> DIRECTION
In the subscription agreement excerpt, what caption in the Memorandum covers matters whose risks the Investor says it understands?

> DOCUMENT EXTRACT
The Investor has such knowledge and experience in financial and business matters as to be capable of evaluating the merits and
risks of an investment in the Shares, is able to bear the risks of an investment in the Shares and understands the risks of, and
other considerations relating to, a purchase of Shares, including the matters set forth under the caption “Risk Factors”
in the Memorandum.

 

(g)        To
the satisfaction of the Investor, the Investor has been furnished any materials the Investor has requested relating to the Company,
the offering of Shares or any statement made in the Memorandum, and the Investor has been afforded the opportunity to ask questions
of representatives of the Company concerning the terms and conditions of the offering and to obtain any additional information
necessary to verify the accuracy of any representations or information set forth in the Memorandum.

 

(h)        Other
than as set forth in this Subscription Agreement, the Operative Documents and any separate agreement in writing with the Company
executed in conjunction with the Investor’s subscription for Shares, the Investor is not relying upon any other information,
representation or warranty by the Company, its Adviser or any affiliate of the foregoing or any agent of them, written or otherwise,
in determining to invest in the Company and the Investor understands that the Memorandum is not intended to convey tax or legal
advice. The Investor has consulted, to the extent deemed appropriate by the Investor, with the Investor’s own advisers as
to the financial, tax, legal, accounting, regulatory and related matters concerning an investment in Shares and on that basis understands
the financial, tax, legal, accounting, regulatory and related consequences of an investment in Shares, and believes that an investment
in the Shares is suitable and appropriate for the Investor.

> MATERIAL PROVIDED

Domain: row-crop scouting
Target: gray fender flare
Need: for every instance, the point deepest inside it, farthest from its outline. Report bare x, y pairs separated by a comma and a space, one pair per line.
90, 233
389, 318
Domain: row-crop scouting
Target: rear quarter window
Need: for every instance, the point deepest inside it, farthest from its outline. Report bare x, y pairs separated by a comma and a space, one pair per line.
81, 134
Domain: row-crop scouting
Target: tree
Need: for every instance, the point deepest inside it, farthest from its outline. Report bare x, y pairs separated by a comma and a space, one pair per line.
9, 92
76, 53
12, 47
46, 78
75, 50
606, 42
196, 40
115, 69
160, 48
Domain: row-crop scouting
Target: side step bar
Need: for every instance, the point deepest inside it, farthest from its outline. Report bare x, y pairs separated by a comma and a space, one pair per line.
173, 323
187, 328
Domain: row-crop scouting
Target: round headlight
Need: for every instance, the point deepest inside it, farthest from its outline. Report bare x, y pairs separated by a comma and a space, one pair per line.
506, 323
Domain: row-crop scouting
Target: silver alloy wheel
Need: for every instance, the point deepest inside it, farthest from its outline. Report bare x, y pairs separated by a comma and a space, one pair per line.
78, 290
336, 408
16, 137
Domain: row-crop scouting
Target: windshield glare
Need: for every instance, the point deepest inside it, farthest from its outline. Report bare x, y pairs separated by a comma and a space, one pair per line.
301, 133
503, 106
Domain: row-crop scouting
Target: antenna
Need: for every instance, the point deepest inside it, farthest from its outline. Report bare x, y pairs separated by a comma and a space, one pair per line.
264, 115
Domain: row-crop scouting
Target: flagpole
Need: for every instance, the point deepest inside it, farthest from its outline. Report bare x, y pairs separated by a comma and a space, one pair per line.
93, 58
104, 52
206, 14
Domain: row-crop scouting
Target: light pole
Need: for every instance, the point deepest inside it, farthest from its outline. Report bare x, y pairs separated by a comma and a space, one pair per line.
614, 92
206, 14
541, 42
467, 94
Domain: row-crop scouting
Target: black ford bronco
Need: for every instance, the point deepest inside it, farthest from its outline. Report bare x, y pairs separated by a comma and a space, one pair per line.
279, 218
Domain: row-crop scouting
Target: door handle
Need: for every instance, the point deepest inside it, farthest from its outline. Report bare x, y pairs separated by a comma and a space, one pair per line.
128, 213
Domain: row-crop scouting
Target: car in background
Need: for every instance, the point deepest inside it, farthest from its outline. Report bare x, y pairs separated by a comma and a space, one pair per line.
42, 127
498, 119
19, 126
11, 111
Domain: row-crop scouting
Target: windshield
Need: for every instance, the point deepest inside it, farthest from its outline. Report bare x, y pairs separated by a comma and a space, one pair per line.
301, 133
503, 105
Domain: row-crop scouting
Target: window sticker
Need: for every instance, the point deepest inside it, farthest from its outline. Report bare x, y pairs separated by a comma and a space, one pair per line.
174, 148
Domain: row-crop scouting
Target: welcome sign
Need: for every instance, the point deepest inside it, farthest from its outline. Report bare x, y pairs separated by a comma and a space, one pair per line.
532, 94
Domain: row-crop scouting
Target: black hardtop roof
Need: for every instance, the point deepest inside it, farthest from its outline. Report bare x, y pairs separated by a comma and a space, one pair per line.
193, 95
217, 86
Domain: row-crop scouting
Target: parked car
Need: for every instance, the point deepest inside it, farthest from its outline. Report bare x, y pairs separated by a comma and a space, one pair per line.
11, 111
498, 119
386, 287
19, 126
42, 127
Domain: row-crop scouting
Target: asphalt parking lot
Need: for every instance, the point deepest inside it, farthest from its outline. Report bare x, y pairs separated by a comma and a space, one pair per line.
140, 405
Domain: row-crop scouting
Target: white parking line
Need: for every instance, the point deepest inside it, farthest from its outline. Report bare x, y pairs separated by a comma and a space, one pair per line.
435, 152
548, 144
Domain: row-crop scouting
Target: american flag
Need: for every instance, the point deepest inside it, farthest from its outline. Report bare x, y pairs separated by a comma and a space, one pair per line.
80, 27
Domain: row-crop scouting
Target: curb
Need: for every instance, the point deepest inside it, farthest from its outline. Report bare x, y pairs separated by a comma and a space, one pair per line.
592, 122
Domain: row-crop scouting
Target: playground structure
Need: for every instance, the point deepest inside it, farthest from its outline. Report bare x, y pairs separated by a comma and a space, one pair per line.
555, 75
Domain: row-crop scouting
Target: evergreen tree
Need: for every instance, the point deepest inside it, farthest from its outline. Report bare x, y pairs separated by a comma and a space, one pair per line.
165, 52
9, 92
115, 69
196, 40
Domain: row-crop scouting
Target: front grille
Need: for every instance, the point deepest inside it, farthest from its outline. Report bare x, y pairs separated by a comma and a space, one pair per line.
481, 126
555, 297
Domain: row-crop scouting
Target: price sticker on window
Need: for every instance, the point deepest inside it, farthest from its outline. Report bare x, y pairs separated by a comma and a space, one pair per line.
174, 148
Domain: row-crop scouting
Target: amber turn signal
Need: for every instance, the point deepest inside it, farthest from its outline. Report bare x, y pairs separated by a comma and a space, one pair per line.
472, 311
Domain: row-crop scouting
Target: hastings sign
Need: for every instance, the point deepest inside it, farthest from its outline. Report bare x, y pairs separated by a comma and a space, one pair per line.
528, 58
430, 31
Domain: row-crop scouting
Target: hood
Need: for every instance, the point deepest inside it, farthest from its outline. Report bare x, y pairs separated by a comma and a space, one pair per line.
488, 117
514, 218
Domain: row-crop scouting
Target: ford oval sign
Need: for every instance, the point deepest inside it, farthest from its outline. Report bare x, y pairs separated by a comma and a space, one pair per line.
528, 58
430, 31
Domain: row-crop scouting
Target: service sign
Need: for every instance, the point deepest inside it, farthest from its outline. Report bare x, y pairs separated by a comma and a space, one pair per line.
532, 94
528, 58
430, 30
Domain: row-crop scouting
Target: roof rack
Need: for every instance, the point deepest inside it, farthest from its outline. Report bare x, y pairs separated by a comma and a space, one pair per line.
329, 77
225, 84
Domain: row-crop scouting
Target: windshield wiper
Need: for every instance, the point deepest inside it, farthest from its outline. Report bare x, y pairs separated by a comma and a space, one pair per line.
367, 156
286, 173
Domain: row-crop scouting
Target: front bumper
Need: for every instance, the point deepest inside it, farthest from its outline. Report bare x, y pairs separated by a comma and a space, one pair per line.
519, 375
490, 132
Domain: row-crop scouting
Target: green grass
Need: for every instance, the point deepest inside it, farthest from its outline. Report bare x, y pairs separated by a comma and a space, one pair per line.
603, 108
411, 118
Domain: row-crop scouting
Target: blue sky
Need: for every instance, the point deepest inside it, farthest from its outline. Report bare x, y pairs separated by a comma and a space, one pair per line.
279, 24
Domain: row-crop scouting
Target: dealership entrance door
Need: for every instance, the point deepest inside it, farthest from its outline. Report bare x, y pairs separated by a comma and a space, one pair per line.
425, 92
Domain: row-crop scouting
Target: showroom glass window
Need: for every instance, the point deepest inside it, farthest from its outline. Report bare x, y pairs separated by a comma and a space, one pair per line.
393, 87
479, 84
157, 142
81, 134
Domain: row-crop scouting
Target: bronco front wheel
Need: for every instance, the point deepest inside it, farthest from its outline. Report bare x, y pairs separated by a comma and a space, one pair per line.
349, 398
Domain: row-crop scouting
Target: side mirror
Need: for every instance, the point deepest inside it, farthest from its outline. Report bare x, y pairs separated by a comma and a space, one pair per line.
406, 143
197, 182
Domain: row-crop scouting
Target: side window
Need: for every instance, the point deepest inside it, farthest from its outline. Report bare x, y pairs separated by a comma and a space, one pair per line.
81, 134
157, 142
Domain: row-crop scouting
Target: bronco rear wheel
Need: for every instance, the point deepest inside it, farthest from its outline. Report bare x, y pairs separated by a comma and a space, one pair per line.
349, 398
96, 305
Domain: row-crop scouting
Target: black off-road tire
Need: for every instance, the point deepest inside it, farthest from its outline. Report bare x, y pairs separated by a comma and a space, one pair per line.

> WRITTEN RESPONSE
"Risk Factors"